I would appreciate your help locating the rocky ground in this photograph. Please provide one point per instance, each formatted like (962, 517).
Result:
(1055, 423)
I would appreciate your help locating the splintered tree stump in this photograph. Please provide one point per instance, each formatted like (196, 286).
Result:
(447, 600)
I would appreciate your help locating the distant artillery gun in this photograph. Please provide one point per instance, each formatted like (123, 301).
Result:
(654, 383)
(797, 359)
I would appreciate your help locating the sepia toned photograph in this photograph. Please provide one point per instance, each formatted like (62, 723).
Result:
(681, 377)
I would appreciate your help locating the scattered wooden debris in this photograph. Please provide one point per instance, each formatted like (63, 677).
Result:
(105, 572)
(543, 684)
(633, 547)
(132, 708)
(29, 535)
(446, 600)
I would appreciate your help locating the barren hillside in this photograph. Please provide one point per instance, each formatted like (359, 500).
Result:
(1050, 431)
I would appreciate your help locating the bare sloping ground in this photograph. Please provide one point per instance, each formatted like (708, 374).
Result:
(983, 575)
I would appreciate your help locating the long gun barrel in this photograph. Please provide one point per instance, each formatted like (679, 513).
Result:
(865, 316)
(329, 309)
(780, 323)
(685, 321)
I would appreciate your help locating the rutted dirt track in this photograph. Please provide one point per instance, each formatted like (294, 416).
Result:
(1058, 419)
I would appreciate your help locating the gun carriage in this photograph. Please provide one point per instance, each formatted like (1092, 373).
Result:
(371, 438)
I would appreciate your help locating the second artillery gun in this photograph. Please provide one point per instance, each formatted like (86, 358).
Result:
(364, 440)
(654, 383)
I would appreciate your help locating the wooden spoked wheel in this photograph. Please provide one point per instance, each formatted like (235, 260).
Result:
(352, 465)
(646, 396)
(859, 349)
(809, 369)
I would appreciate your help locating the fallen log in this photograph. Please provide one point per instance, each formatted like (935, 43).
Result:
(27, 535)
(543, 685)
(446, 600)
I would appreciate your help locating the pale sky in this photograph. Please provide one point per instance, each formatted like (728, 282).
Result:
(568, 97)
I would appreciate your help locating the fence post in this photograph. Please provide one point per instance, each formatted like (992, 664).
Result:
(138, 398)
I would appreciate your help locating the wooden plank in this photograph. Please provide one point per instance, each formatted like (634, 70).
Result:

★ ★ ★ ★ ★

Problem details:
Rewrite the material starting at the line containing "I would appreciate your help locating the distant" and ending at the line containing "(1050, 431)", swapping "locating" for "finding" and leaving everything else untouched.

Output below:
I would appreciate your help finding the distant artillery gun in this photograph. Please provide one point per instance, each formatted like (123, 301).
Result:
(654, 383)
(797, 359)
I would appreciate your help finding the sepia toned photograph in this photograph. Please provide one point per instance, each formatted like (62, 723).
Result:
(681, 377)
I would appreciate your help finding the scattered wooden debris in this photograph. Please provide one point per instance, each formatted like (63, 677).
Result:
(105, 572)
(543, 684)
(633, 547)
(132, 708)
(29, 535)
(446, 600)
I would appreciate your help finding the barren hillside in this photograph. Please provide one point per instance, each formatted like (359, 500).
Result:
(1050, 431)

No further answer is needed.